## Short problem 1:
Return the part of the table of contents thread from "What you need" to "the screen cap.", word for word.
## Short problem 2:
Resume the table of contents thread, picking up right after its last line.
------ Source excerpt ------
Generally, the sequence of items in a TOC should match the sequence in which headings appear on document pages. Your screen capture is showing that result.

If you want a different result, try these suggestions:

  1. Adjust the settings in your TOC Style definition. (Click the More button on the right to expand your options.)
    • Sort entries in Alphabetical Order
    • Numbered Paragraphs: Include Full Paragraph
  2. Merge down your layers, or at least the layers that hold the headings in your layout. (Personally, I can't think of any good reason why a document would need to have the headings portions of the text files on a separate layer.)

|    Bevi Chagnon   |  Designer, Trainer, & Technologist for Accessible Documents ||    PubCom |    Classes & Books for Accessible InDesign, PDFs & MS Office |
Mike Witherell
Community Expert
Community Expert
April 4, 2019

I'm not sure what layers have to do with anything.

What you need to pay attention to is the hierarchy of paragraph styles in the ToC generator dialog box.

Looking at the Include Paragraph Styles part of the box, did you drag them up and down into the correct hierarchy?

Mike Witherell
Participant
April 4, 2019

Thanks Mike and Bevi,

I am playing around with layers, trying different approaches just to see how they work, what they can do, etc.  So, I had the brain spark to try out headers and ToC just to see what would happen. 

@Mike - I did drag them around to see the result, and that's what you see in the screen cap.
------ Material provided ------
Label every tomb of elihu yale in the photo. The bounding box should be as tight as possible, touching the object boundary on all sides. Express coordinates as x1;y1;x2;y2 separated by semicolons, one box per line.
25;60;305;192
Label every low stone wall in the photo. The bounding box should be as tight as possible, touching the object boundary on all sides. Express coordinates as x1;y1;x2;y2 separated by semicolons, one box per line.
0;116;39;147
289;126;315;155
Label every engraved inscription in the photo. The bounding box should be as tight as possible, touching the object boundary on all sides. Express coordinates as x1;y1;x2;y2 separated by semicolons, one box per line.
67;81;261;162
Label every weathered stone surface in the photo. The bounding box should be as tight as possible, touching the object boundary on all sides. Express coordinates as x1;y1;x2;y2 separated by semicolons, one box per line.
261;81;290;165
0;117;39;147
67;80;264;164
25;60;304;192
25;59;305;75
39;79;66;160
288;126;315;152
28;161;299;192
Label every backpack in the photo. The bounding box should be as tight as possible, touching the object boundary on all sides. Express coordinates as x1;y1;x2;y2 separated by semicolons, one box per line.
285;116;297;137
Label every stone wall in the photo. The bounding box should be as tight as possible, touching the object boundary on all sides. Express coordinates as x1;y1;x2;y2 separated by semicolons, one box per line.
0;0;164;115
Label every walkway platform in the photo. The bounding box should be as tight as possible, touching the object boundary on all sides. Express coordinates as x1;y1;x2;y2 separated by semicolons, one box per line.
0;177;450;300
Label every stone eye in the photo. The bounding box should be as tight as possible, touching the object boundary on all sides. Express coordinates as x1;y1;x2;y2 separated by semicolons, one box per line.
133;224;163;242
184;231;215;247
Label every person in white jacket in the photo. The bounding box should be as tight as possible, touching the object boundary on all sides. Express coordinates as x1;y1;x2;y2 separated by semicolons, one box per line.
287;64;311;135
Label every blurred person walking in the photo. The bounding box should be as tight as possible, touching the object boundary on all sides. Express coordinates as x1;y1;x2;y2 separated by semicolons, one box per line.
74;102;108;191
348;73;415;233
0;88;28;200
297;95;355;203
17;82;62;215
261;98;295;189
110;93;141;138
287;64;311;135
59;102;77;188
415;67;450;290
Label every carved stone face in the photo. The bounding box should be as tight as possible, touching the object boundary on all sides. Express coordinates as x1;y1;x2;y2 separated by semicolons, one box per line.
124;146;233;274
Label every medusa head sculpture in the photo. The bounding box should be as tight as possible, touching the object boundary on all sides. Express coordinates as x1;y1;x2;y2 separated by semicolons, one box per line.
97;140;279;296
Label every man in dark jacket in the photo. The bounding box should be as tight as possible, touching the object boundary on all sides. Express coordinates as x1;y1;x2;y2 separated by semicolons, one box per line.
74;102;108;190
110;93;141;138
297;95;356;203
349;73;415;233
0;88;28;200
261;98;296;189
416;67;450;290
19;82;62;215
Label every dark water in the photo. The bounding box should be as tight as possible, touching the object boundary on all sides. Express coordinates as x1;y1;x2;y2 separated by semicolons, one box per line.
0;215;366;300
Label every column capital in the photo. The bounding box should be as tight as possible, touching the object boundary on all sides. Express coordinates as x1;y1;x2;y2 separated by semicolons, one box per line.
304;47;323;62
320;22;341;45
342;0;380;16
------
## Exercise answer 1:
What you need to pay attention to is the hierarchy of paragraph styles in the ToC generator dialog box.

Looking at the Include Paragraph Styles part of the box, did you drag them up and down into the correct hierarchy?

Mike Witherell
Participant
April 4, 2019

Thanks Mike and Bevi,

I am playing around with layers, trying different approaches just to see how they work, what they can do, etc.  So, I had the brain spark to try out headers and ToC just to see what would happen. 

@Mike - I did drag them around to see the result, and that's what you see in the screen cap.

## Exercise answer 2:
@Bevi - the numbering sequence was just a trial.  Again, I've some down time, so I'm playing around with different things in INDD just in case I might need it later.  I like your solution, but part of what i'm trying to learn is how to use layers effectively.  I'll give the merge down a shot.

Again, thanks for the tips - I thought there was something I wasn't seeing in a setting somewhere, but i think what i discovered is an INDD characteristic.

Bevi Chagnon - PubCom.com
Legend
April 4, 2019

Here are some other things that might affect this:

  • Use a style to automatically number the heading paragraphs, rather than manually numbering them. This is more in line with what automated utilities are looking for.
  • Try different options in the TOC style panel.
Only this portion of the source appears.